Exercise> Please transcribe, exactly and only, the lines of the records below from the one holding "the wooden candle" to the very end.

(Records drawn from a dataset)

☆ ☆ ☆ ☆ ☆

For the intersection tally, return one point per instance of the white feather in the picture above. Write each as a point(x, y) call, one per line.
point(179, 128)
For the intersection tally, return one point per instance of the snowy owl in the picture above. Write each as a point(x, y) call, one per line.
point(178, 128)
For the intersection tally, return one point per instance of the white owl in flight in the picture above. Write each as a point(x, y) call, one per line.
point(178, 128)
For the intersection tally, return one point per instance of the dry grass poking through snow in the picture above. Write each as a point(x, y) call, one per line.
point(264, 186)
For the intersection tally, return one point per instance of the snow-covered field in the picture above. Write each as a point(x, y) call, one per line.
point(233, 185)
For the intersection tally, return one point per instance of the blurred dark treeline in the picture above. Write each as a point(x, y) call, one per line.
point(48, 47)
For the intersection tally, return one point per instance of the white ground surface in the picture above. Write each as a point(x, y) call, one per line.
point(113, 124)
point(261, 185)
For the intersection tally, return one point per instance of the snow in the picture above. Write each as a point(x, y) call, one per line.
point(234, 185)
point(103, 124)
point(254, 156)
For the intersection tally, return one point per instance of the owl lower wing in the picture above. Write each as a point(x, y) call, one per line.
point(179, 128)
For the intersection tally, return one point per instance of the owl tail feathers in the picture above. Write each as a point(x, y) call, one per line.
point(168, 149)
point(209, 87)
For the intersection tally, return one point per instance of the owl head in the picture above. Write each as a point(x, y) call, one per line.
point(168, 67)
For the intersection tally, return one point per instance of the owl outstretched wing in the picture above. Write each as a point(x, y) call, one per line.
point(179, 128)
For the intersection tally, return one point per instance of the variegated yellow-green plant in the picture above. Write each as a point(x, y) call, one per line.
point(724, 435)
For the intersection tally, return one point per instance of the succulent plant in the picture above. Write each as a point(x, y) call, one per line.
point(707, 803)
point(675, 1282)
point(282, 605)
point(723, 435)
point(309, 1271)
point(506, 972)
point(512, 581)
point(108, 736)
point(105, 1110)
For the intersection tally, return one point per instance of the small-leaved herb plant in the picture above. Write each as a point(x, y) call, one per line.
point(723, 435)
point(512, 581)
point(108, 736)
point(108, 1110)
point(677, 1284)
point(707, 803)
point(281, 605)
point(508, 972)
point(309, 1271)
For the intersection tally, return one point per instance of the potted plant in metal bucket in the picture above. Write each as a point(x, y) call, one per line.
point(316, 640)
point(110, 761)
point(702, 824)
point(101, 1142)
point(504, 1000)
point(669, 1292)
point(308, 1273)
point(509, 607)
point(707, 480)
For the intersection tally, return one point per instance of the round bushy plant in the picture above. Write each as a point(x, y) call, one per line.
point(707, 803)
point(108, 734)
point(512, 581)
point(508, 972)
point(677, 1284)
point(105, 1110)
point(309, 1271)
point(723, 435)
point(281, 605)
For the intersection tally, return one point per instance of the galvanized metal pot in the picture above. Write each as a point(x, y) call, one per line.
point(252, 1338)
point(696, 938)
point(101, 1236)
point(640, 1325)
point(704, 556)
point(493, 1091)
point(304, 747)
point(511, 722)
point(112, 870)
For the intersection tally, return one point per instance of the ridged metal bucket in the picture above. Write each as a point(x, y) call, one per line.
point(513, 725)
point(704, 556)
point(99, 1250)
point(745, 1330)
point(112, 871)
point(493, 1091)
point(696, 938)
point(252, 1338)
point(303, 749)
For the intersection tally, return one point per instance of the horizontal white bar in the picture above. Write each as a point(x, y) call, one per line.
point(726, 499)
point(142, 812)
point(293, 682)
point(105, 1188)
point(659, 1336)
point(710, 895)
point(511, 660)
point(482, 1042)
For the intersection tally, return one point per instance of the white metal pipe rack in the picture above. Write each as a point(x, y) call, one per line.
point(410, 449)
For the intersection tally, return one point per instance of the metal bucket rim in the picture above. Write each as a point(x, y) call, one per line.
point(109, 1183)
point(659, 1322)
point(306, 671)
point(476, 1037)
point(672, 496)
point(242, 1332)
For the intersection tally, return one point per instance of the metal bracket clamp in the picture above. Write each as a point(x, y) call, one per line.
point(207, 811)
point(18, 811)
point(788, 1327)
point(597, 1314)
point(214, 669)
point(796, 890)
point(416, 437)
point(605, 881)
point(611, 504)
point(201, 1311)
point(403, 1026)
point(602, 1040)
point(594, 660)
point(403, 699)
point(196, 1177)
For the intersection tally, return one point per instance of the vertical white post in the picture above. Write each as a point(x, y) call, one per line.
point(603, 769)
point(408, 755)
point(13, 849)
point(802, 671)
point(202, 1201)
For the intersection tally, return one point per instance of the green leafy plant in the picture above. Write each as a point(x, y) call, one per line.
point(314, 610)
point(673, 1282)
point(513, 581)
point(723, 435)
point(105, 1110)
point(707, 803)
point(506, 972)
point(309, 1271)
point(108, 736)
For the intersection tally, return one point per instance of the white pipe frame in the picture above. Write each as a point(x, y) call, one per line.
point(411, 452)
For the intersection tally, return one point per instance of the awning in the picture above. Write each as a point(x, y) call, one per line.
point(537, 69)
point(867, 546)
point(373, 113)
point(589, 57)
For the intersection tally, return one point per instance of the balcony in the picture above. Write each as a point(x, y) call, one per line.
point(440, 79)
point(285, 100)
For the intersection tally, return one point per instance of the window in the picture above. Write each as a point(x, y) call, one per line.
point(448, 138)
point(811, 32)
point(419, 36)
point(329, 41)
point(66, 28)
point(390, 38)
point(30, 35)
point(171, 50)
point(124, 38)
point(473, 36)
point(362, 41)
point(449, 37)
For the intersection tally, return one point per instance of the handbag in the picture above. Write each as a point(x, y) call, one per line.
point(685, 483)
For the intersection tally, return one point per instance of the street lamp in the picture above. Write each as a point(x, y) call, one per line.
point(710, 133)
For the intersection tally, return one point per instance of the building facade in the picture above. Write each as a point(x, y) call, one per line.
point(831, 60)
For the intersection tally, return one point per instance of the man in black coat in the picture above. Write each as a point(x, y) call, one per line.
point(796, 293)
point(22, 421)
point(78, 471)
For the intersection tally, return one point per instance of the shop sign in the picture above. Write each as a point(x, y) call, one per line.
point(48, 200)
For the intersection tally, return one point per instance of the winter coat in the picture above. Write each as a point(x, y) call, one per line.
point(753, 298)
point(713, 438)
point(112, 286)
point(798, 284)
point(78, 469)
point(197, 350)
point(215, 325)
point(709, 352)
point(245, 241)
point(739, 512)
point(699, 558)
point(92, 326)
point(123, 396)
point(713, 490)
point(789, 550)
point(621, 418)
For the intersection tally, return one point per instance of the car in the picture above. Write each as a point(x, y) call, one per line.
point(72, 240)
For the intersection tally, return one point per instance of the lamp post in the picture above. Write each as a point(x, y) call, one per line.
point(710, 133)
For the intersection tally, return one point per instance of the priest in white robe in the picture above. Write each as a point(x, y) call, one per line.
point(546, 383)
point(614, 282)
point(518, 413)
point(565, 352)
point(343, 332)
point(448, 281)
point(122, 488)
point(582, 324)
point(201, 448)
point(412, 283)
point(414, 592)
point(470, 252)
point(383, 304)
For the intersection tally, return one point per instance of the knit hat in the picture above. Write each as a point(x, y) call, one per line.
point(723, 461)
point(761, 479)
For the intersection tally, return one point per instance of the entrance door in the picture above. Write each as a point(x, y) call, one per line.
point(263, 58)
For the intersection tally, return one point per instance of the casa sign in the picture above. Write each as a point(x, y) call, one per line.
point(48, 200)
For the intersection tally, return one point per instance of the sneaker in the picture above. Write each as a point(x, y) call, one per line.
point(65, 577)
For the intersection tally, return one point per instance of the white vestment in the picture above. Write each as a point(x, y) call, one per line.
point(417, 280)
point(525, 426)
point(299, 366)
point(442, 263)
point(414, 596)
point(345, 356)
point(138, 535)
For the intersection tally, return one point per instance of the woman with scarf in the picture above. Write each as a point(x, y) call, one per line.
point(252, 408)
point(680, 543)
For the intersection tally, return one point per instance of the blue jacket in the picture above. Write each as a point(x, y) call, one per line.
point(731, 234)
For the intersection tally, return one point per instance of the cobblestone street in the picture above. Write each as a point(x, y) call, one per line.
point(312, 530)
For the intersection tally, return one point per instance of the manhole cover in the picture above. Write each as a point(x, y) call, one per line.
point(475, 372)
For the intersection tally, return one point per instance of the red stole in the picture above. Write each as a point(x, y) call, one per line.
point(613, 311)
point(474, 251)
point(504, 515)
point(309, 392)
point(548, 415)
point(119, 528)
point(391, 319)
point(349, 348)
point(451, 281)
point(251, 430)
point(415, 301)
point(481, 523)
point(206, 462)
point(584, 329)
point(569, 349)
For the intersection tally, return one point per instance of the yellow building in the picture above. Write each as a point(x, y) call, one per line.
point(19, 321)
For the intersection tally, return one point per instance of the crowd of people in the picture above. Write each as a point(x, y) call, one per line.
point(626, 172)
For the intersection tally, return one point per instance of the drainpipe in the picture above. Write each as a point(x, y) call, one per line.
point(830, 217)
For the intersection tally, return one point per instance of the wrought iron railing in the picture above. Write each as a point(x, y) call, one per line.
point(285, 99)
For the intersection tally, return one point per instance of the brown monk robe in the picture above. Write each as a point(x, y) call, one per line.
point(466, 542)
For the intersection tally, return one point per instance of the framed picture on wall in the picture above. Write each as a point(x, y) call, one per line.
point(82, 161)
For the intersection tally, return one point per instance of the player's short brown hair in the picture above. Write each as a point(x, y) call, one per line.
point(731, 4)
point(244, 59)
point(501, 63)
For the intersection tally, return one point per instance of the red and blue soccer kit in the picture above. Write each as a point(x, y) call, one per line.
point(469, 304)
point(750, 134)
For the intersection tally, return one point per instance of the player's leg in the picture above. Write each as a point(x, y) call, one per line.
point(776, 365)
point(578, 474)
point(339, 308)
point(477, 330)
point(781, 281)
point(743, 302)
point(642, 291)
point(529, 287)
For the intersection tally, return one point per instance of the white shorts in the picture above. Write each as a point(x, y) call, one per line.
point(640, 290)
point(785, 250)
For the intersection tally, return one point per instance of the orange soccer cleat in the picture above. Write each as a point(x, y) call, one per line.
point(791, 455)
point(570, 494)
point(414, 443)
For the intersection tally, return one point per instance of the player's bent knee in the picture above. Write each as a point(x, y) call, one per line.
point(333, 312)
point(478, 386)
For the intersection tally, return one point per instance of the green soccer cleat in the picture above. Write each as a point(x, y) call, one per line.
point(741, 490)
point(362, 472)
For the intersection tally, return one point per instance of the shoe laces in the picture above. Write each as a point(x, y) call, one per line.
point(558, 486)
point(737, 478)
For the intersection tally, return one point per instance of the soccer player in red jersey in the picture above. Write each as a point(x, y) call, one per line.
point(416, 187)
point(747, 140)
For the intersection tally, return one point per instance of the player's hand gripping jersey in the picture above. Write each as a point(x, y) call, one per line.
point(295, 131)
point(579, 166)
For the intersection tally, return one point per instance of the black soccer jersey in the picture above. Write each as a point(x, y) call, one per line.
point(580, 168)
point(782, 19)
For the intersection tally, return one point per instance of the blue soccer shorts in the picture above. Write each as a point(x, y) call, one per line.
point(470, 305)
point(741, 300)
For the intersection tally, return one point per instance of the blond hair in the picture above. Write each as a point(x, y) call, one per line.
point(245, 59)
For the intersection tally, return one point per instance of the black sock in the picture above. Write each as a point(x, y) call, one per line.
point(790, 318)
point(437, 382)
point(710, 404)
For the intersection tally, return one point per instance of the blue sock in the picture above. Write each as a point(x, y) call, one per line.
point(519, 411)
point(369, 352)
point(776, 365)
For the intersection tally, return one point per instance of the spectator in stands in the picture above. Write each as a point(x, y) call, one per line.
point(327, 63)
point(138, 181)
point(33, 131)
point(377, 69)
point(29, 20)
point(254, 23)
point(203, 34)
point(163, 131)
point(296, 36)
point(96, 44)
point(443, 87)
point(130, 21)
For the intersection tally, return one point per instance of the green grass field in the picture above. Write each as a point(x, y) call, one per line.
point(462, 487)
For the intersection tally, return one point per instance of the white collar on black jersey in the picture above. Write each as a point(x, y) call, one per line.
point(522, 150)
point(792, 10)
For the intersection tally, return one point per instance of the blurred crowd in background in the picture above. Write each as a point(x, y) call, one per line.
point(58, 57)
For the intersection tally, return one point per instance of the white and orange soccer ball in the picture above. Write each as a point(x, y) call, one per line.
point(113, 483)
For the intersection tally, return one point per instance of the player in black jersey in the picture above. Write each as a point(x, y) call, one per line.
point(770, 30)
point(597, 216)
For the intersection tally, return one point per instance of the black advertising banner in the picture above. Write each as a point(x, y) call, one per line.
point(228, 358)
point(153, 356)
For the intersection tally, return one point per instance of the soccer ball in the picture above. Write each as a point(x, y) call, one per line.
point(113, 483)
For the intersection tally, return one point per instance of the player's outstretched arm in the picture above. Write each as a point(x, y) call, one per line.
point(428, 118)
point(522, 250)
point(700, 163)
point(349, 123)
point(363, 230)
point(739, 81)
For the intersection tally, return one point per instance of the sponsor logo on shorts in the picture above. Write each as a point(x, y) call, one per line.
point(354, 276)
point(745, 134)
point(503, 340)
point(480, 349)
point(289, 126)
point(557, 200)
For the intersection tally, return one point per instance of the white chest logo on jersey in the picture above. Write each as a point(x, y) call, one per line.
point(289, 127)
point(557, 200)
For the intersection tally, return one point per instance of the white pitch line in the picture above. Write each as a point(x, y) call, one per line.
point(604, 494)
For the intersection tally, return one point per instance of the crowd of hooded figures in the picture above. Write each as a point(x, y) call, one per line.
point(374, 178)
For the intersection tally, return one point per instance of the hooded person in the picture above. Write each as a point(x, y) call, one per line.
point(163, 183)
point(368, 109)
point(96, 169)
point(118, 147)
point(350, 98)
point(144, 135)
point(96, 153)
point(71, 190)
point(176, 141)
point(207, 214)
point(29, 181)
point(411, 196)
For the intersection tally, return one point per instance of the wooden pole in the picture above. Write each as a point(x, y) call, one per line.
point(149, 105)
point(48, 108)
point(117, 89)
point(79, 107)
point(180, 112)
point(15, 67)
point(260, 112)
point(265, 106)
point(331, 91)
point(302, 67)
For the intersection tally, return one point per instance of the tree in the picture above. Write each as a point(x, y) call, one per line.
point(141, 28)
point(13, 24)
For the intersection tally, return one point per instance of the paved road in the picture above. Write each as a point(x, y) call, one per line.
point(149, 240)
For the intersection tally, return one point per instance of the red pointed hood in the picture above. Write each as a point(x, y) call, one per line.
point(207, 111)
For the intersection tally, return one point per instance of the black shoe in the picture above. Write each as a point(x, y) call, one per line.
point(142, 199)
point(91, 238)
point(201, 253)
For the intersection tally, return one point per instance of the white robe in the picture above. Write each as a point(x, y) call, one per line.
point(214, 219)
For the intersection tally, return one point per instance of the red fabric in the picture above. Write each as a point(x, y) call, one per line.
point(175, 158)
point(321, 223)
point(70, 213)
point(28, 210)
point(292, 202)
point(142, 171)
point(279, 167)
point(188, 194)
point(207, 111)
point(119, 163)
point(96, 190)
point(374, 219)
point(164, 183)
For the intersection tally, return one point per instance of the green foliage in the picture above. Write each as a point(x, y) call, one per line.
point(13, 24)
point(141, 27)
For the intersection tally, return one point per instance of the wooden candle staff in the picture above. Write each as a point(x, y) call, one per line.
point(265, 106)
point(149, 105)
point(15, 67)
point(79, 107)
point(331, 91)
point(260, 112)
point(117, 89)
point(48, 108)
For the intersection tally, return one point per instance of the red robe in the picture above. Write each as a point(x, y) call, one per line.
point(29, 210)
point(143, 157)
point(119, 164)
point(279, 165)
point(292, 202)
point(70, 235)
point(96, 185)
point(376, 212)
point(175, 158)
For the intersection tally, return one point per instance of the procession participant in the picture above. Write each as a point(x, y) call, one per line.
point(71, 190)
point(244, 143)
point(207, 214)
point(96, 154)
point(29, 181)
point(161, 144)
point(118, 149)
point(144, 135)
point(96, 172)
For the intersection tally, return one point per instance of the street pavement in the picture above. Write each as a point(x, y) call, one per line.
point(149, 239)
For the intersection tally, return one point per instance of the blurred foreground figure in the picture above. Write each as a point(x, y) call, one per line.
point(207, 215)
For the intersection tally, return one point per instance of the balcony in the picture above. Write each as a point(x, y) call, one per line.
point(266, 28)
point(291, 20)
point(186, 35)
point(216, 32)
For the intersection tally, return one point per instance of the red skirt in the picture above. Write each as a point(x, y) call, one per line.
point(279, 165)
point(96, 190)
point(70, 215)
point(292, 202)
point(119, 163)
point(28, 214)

☆ ☆ ☆ ☆ ☆

Solved exercise>
For the intersection tally, return one point per instance of the wooden candle staff in the picture above. Write each as a point(x, y) call, one per line.
point(265, 106)
point(149, 105)
point(15, 67)
point(79, 107)
point(331, 91)
point(260, 112)
point(117, 89)
point(48, 108)
For the intersection tally, return one point per instance of the red robe in the picture above. Write each as a point(x, y) call, one per line.
point(29, 210)
point(143, 157)
point(119, 164)
point(279, 165)
point(292, 202)
point(70, 235)
point(96, 185)
point(376, 212)
point(175, 158)
For the intersection tally, return one point per instance of the procession participant in the picture above. Write each as a point(x, y) call, one per line.
point(71, 190)
point(244, 143)
point(207, 214)
point(96, 154)
point(29, 181)
point(161, 144)
point(118, 149)
point(144, 135)
point(96, 172)
For the intersection tally, return one point per instance of the street pavement in the picture above. Write each as a point(x, y) call, one per line.
point(149, 239)
For the intersection tally, return one point per instance of the blurred foreground figure in the picture above. Write each as a point(x, y) call, one per line.
point(207, 215)
For the intersection tally, return one point per instance of the balcony in the picture above. Write each as a point(x, y) call, one per line.
point(266, 28)
point(291, 20)
point(186, 35)
point(216, 32)
For the intersection tally, return one point per instance of the red skirt in the picture above. Write each as a point(x, y) call, one per line.
point(279, 165)
point(96, 190)
point(70, 215)
point(292, 202)
point(119, 163)
point(28, 214)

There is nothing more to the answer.